Subprime Mortgage Crisis? Hey – It’s About People!

By Shlomo Maital     

                Subprime          

  On the day devoted to recalling victims of the Holocaust, in Israel, there is a moving ceremony in which the endless list of names of those who perished is read.

   I wonder if we could organize a Wall St. Victims day, in which the names of all those who lost their homes are read.  How many are there?

    “Already some 5 million homes have been lost to foreclosure; estimates of future foreclosures range widely. [Moody’s Analytics chief economist Mark Zandi], who has followed the mortgage mess since the housing market began to crack in 2006, figures foreclosures will strike another three million homes in the next three or four years”. 

  That makes 8 million homes lost by families.  Far more than in the Great Depression.   And each lost home is a tragedy for a mother, father, children.   Assuming 3 persons per household:  24 million people have lost their homes or will in the next few years, as they struggle to pay for mortgages whose value far exceeds the value of their homes.

     Journalist Peter Eavis has done us a great service by tracking one single mortgage, with a family name, through the Wall St. machine that turned it into a toxic poison pill.   (New York Times, Aug. 14, 2013, “A toxic bond that keeps causing pain”).  Here’s how it goes.

▸ Dataset content:
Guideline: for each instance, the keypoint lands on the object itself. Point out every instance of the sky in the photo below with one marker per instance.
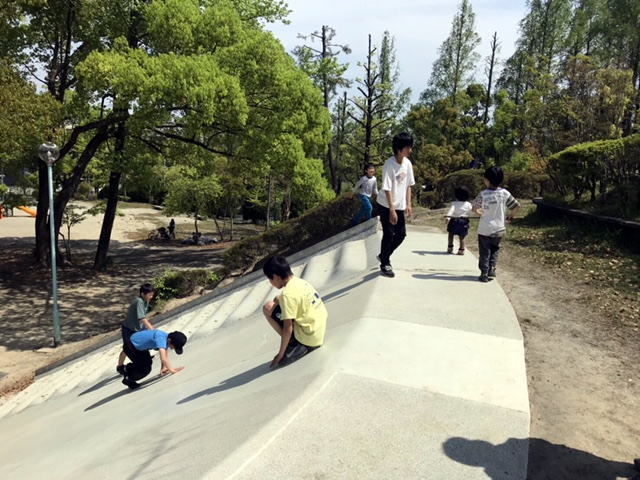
(419, 28)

▸ Prompt A:
In the piece on the subprime mortgage crisis, how many homes does it say have already been lost to foreclosure?
▸ Prompt B:
Pick up the piece on the subprime mortgage crisis after its final sentence and keep writing it.

▸ Task response A:
Some 5 million homes.

▸ Task response B:
   The bond is GSAMP Trust 2007-NC1.  GS is Goldman Sachs, who packaged the bond.  NC is New Century, a mortgage lender which lent Wendy Fillmore and her husband $274,000 (in 2 mortgages), to buy a $276,000 house in Las Vegas. (Yes, 100% mortgage).  “I was wondering how we managed to get approved,”  Wendy told Eavis.  NC didn’t care if Wendy and her husband paid their mortgage or not; because NC sold it right away to “GS”.  GS packaged the Fillmore mortgage and others, as collateral for a mortgage-backed security,  GSAMP Trust 2007-NC1, that got AAA credit rating so pension funds could buy it.  GS didn’t seem to care much, either, if the mortgages backing the bond were any good.  Those pension funds relied on their trust in Wall St. and in Goldman Sachs, which created the bond in Feb. 2007, when the housing market already had begun to look shaky.  They didn’t, and couldn’t, check on every mortgage that backed  GSAMP Trust 2007-NC1. The bond-rating agency didn’t, and couldn’t, check every mortgage either. That was the beauty of the whole game.  The toxic poison was hidden.  But it was there, for sure.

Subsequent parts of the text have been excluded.